[YOUR GOAL] Your answer must be the full listing below, repeated exactly, with no pictures in it.
********
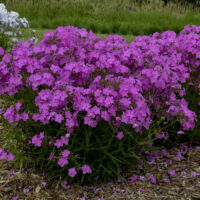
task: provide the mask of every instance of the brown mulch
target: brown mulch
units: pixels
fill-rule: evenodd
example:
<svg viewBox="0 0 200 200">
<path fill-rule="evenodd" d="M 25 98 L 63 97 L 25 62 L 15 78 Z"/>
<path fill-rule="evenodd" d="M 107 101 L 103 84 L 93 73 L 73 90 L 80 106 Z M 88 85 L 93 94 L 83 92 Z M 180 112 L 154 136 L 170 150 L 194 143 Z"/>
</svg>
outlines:
<svg viewBox="0 0 200 200">
<path fill-rule="evenodd" d="M 126 199 L 177 199 L 200 200 L 200 175 L 192 177 L 191 173 L 200 173 L 200 148 L 196 147 L 186 153 L 183 160 L 177 160 L 175 154 L 159 160 L 155 166 L 144 169 L 143 174 L 151 173 L 157 177 L 157 184 L 151 181 L 136 180 L 131 184 L 126 179 L 118 182 L 92 186 L 65 185 L 61 181 L 45 181 L 41 174 L 33 173 L 31 169 L 23 172 L 13 172 L 11 163 L 0 162 L 0 199 L 9 200 L 126 200 Z M 173 160 L 172 165 L 165 166 Z M 174 169 L 176 175 L 170 177 L 169 169 Z M 129 172 L 130 173 L 130 172 Z M 134 174 L 134 172 L 131 172 Z M 164 183 L 167 178 L 170 182 Z"/>
</svg>

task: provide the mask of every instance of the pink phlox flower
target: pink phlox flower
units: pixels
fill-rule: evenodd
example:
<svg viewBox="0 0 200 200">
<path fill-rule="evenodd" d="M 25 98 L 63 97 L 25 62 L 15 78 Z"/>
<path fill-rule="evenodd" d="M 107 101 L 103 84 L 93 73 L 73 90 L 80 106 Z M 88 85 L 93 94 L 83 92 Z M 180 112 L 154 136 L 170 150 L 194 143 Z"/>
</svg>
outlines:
********
[ANSWER BOX]
task: provide the mask of every instance of the brown mulch
target: brown mulch
units: pixels
fill-rule: evenodd
example:
<svg viewBox="0 0 200 200">
<path fill-rule="evenodd" d="M 25 98 L 63 97 L 25 62 L 15 78 Z"/>
<path fill-rule="evenodd" d="M 107 101 L 103 84 L 93 73 L 73 90 L 80 106 Z M 88 85 L 93 94 L 83 92 Z M 180 112 L 154 136 L 170 150 L 194 143 Z"/>
</svg>
outlines:
<svg viewBox="0 0 200 200">
<path fill-rule="evenodd" d="M 126 199 L 177 199 L 200 200 L 200 175 L 192 177 L 191 173 L 200 173 L 200 148 L 196 147 L 186 153 L 183 160 L 177 160 L 175 154 L 159 160 L 155 166 L 144 169 L 143 174 L 151 173 L 157 177 L 157 184 L 151 181 L 136 180 L 131 184 L 126 179 L 118 182 L 92 186 L 65 185 L 61 181 L 45 181 L 41 174 L 33 173 L 31 169 L 23 172 L 13 172 L 11 163 L 0 162 L 0 199 L 9 200 L 126 200 Z M 173 160 L 172 165 L 165 166 Z M 174 169 L 176 175 L 170 177 L 169 169 Z M 129 172 L 130 173 L 130 172 Z M 134 174 L 134 172 L 131 172 Z M 164 183 L 167 178 L 170 182 Z"/>
</svg>

task: provide the mask of every instance of the pink phlox flower
target: pink phlox flower
units: pixels
fill-rule: evenodd
example:
<svg viewBox="0 0 200 200">
<path fill-rule="evenodd" d="M 25 98 L 63 97 L 25 62 L 15 78 Z"/>
<path fill-rule="evenodd" d="M 107 101 L 103 84 L 93 73 L 73 90 L 80 106 Z M 88 85 L 93 94 L 83 92 Z M 180 112 L 154 136 L 170 150 L 194 143 Z"/>
</svg>
outlines:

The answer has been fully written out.